Comment by nashashmi
Thank you for sharing your thoughts. I have the full understanding of your perception on this. And judging by the number of downvotes I got, your sentiment seems to be shared among others.
My advice is very different from “run”, assuming running is not an option. I want you to imagine a person who has never had too many opportunities in their life, and works in a downtrodden environment. And does not have the qualities to work somewhere better. Now this same person has wife and kids. The only thoughts that come from this is hopelessness.
In this hopelessness, minute incremental improvements is a huge world of difference. Communication, even snarkiness, will shake things. Praise will keep situations cool. Providing Safety will keep your opportunities open. I fundamentally believe that these three things at least will allow for improvements in the person.
As for your points, suffering through pain (coming from a superior or subordinate, or the environment) will make it worse, either hardening the heart or tearing it down. That is where mastering the psychology of the oppressor comes in. Knowing who you work with helps to cope with the pressure. Think of it as knowing the bully so you won’t get bullied. Retribution is not the intention, just communication. Communicate the full problem no matter how difficult it may be. And if the problem is with the person themselves, make it humorous. Codependency makes two people similar in nature. This would be the opposite of improvement.
On reflecting on my comment, I think it was a bit rushed and did not go fully in depth. It sounds very difficult to grasp. I apologize to everyone. If I could delete it I would.
> Thank you for sharing your thoughts. I have the full understanding of your perception on this. And judging by the number of downvotes I got, your sentiment seems to be shared among others.

§ **Problems**:
a) In the comment by nashashmi, what does the writer say praise will do?
b) Name the three things that the comment by nashashmi says will at least allow for improvements in the person.
c) Reproduce word for word the part of the comment by nashashmi from "On reflecting on" to "it I would.".

§ **Information shown**:

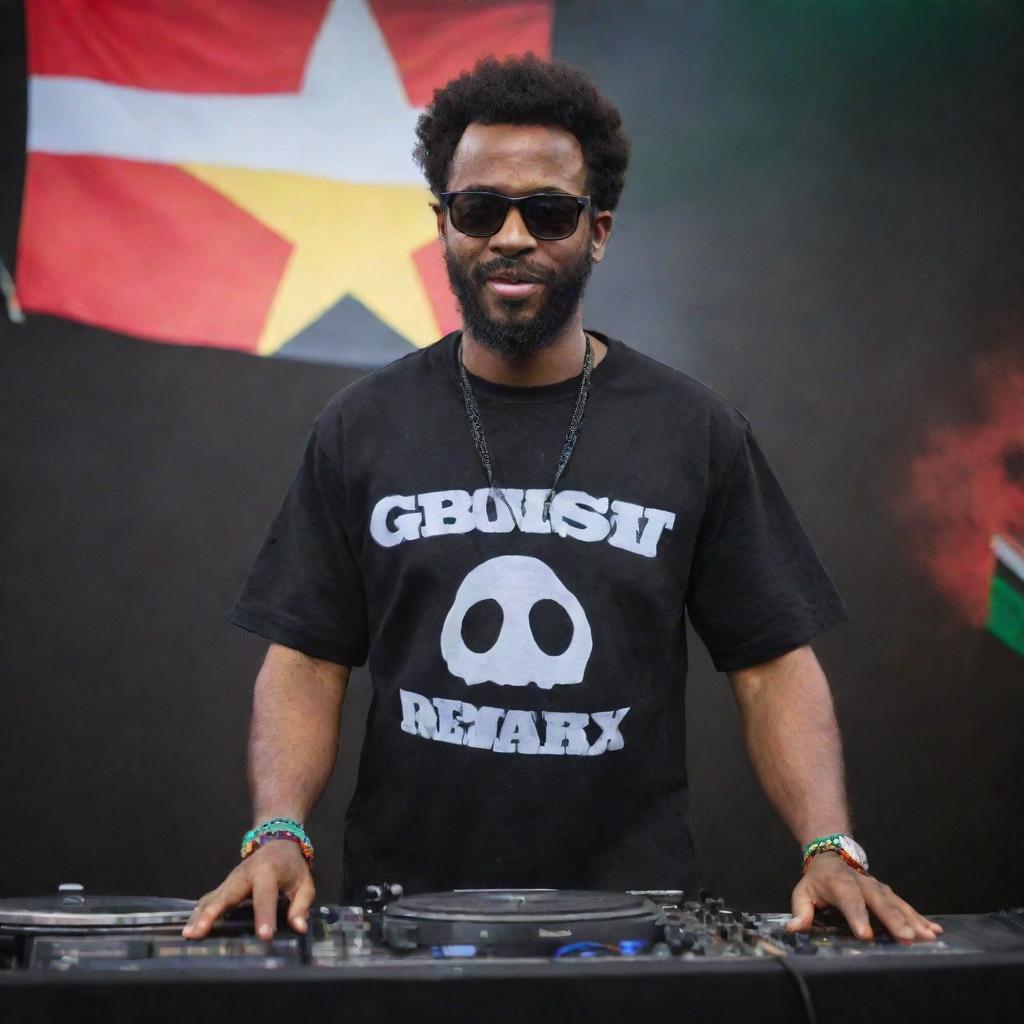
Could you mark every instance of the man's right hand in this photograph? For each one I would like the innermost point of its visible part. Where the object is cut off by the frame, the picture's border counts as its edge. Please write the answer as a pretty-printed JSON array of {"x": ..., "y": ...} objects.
[{"x": 275, "y": 867}]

§ **Replies**:
a) Praise will keep situations cool.

b) Communication, praise, and providing safety.

c)
On reflecting on my comment, I think it was a bit rushed and did not go fully in depth. It sounds very difficult to grasp. I apologize to everyone. If I could delete it I would.